*** MATERIALS PROVIDED ***

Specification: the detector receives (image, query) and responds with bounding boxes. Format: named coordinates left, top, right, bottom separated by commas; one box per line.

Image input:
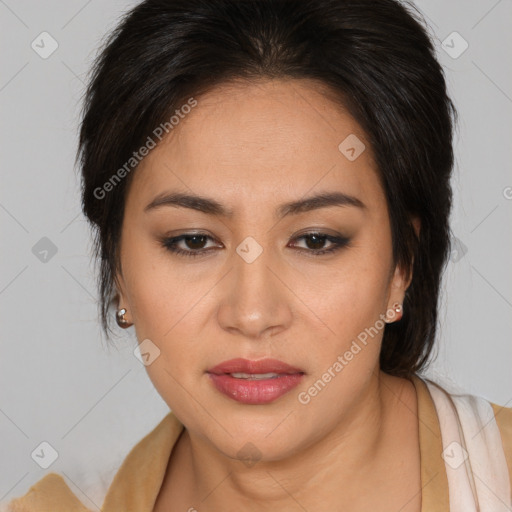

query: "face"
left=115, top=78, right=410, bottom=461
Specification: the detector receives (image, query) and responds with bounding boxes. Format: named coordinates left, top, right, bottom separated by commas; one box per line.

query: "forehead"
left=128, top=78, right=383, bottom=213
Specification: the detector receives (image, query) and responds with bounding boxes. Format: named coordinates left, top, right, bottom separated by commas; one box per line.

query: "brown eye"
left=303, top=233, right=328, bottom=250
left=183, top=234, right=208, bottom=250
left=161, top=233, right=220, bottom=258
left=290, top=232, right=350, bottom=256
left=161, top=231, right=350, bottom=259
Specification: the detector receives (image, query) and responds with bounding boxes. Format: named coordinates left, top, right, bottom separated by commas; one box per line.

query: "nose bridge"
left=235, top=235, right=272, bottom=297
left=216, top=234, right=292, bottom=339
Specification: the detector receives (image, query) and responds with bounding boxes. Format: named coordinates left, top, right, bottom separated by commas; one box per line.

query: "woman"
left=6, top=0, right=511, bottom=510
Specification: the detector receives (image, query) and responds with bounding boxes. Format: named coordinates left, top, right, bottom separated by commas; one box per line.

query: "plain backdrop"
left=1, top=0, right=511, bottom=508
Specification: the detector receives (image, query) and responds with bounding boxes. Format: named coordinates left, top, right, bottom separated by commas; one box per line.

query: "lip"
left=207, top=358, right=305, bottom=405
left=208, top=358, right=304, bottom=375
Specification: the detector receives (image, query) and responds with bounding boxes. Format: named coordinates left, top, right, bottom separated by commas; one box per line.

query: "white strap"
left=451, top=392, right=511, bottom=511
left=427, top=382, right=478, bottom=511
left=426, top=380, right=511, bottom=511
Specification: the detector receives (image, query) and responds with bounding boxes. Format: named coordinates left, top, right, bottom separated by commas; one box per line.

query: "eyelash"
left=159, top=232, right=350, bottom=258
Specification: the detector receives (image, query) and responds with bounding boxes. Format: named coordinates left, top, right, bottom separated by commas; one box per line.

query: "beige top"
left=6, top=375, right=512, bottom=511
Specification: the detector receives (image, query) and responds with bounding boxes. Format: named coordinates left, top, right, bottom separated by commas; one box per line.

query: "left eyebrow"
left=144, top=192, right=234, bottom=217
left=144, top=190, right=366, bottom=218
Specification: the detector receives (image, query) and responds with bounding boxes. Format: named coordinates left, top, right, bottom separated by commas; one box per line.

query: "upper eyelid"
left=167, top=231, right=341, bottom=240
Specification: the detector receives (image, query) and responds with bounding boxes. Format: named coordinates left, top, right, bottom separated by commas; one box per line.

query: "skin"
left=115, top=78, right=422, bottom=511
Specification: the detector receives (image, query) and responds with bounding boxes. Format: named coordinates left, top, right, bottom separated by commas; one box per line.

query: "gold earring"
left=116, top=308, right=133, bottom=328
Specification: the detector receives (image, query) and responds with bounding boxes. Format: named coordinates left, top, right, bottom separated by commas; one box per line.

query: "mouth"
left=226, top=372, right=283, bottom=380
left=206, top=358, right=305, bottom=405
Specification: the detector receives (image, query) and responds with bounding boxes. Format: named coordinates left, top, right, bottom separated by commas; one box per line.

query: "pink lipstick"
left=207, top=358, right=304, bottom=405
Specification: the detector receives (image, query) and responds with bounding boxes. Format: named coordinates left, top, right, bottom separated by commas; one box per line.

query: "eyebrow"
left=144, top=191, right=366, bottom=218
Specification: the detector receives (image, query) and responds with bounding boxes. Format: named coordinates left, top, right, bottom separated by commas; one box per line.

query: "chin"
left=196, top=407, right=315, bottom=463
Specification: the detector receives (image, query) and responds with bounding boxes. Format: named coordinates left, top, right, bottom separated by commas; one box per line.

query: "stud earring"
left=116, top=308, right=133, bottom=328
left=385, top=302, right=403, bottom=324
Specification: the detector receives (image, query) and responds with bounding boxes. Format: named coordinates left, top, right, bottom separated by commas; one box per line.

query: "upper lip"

*** End of MATERIALS PROVIDED ***

HOW TO COMPLETE THIS TASK: Drop the images and repeat the data exactly.

TASK ANSWER:
Specification: the detector receives (image, query) and responds with bounding boxes. Format: named coordinates left, top, right, bottom separated by commas; one box per line.

Image input:

query: "face"
left=115, top=78, right=410, bottom=461
Specification: the detector receives (image, query) and responds with bounding boxes. Format: named coordinates left, top, right, bottom separated by commas; one box per line.

query: "forehead"
left=128, top=78, right=383, bottom=213
Specification: the detector receives (image, query) and responds with bounding boxes. Format: named coordinates left, top, right, bottom separated by commas; one box per line.

query: "brown eye"
left=303, top=233, right=328, bottom=250
left=183, top=234, right=208, bottom=250
left=161, top=233, right=220, bottom=258
left=290, top=232, right=350, bottom=256
left=161, top=231, right=350, bottom=259
Specification: the detector receives (image, query) and responds with bounding boxes. Format: named coordinates left, top, right, bottom separated by commas; one box per line.

query: "nose bridge"
left=235, top=235, right=272, bottom=297
left=216, top=234, right=292, bottom=339
Specification: the detector receives (image, query) and responds with bounding boxes. Format: named coordinates left, top, right, bottom separated by commas; one box per line.

query: "woman"
left=6, top=0, right=511, bottom=510
Specification: the detector receives (image, query) and responds with bounding boxes. Format: named coordinates left, top, right, bottom separated by commas; one box per line.

query: "plain backdrop"
left=1, top=0, right=511, bottom=508
Specification: the detector receives (image, query) and responds with bounding boxes. Format: named coordinates left, top, right, bottom separated by commas; one box per line.

query: "lip"
left=207, top=358, right=305, bottom=405
left=208, top=358, right=304, bottom=375
Specification: the detector receives (image, query) and responds with bounding boxes. Format: named coordinates left, top, right, bottom separated by commas; one box per line.

query: "white strap"
left=451, top=392, right=511, bottom=511
left=427, top=382, right=478, bottom=511
left=426, top=380, right=511, bottom=511
Specification: the detector receives (image, query) and responds with bounding boxes. Format: named coordinates left, top, right, bottom separated by commas; one box per line.

query: "eyelash"
left=159, top=232, right=350, bottom=258
Specification: the detector receives (image, query) and responds with bounding boxes. Format: named coordinates left, top, right, bottom separated by commas; one box per line.

query: "beige top"
left=6, top=375, right=512, bottom=511
Specification: the detector receives (image, query) and responds with bounding boxes. Format: named coordinates left, top, right, bottom separated by commas; one box per line.

query: "left eyebrow"
left=144, top=192, right=234, bottom=217
left=144, top=190, right=366, bottom=218
Specification: the detector receives (image, query) and responds with bounding boxes. Format: named coordinates left, top, right, bottom separated by commas; one box per line.

query: "upper eyelid"
left=167, top=231, right=341, bottom=240
Specification: the detector receives (image, query) and responds with bounding boxes. Format: named coordinates left, top, right, bottom separated by commas; one box per line.

query: "skin"
left=115, top=78, right=422, bottom=511
Specification: the detector receives (image, query) and responds with bounding boxes. Format: named coordinates left, top, right, bottom separated by commas; one box per line.

query: "gold earring"
left=116, top=308, right=133, bottom=328
Specification: the detector receives (image, query) and responds with bounding boxes. Format: named coordinates left, top, right, bottom separated by commas; one box per line.

query: "mouth"
left=226, top=372, right=283, bottom=380
left=206, top=358, right=305, bottom=405
Specification: the detector receives (image, query) and responds with bounding boxes. Format: named coordinates left, top, right, bottom separated by commas; one box per line.

query: "pink lipstick"
left=207, top=358, right=304, bottom=405
Specification: the detector receives (image, query) and responds with bounding boxes. Format: named coordinates left, top, right, bottom separated by commas; one box per line.

query: "eyebrow"
left=144, top=191, right=366, bottom=218
Specification: the detector receives (image, query) and responds with bounding boxes. Format: named coordinates left, top, right, bottom separated by commas; one box per line.

query: "chin"
left=196, top=407, right=315, bottom=463
Specification: the detector receives (image, query) and responds with bounding boxes. Format: named coordinates left, top, right, bottom separated by commas; one box per line.

query: "stud earring"
left=116, top=308, right=133, bottom=328
left=385, top=302, right=403, bottom=324
Specification: the detector receives (image, query) and responds with bounding boxes. Format: named coordinates left, top, right, bottom separated by commas; one box per line.

query: "upper lip"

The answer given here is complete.